Locate every line below that contains the string "water" and copy each of those lines in full. Case counts, so a match must have the same uppercase and lowercase letters.

[Records from a data source]
**********

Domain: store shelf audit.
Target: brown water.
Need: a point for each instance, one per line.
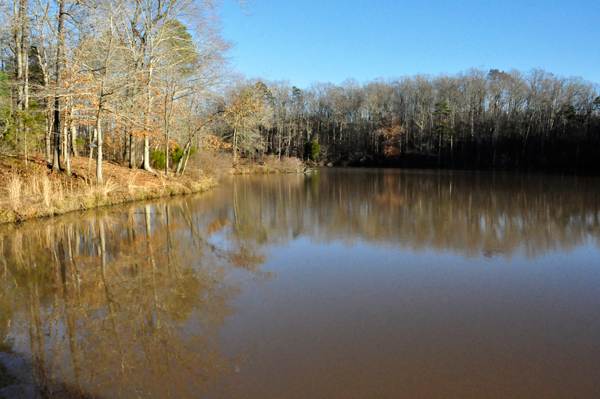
(342, 284)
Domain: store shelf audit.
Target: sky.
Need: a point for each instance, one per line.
(332, 40)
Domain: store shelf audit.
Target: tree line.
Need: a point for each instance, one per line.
(109, 79)
(146, 82)
(475, 118)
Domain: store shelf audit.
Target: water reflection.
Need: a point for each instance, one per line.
(130, 301)
(123, 304)
(469, 213)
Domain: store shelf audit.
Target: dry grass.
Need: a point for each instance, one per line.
(30, 191)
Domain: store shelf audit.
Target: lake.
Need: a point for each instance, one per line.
(346, 283)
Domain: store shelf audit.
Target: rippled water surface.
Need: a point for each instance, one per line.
(341, 284)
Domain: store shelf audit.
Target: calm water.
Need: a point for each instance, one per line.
(342, 284)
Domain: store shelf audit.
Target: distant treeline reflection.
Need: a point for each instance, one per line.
(471, 213)
(123, 304)
(129, 300)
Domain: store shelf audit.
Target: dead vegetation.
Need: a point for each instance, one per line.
(30, 190)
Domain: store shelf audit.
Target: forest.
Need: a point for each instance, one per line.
(147, 84)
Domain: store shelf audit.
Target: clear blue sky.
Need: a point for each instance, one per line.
(329, 41)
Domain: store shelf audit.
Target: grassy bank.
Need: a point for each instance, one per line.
(30, 190)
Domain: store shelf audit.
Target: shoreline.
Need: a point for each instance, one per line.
(32, 191)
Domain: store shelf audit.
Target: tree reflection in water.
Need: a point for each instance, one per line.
(123, 304)
(128, 302)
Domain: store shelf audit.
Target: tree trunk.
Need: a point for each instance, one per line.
(99, 143)
(60, 51)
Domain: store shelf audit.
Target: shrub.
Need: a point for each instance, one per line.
(312, 150)
(158, 159)
(176, 155)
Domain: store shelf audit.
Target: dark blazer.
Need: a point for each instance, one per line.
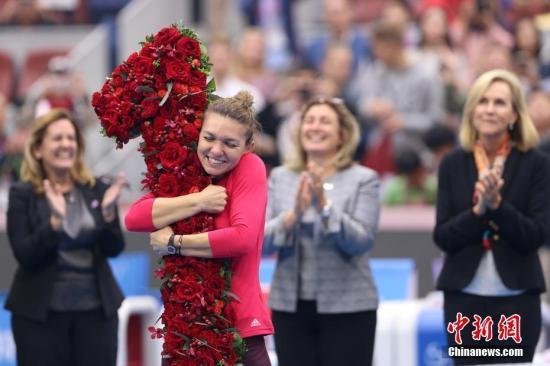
(34, 244)
(521, 222)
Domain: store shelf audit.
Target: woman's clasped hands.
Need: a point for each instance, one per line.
(487, 188)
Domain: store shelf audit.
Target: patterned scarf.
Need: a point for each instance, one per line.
(483, 165)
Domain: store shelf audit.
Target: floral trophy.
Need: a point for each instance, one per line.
(161, 93)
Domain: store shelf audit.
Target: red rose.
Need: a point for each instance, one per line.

**********

• **FINISHED ANSWER**:
Target: brown water.
Target: water reflection.
Target: rippled water surface.
Target: calm water.
Target: tree reflection in water.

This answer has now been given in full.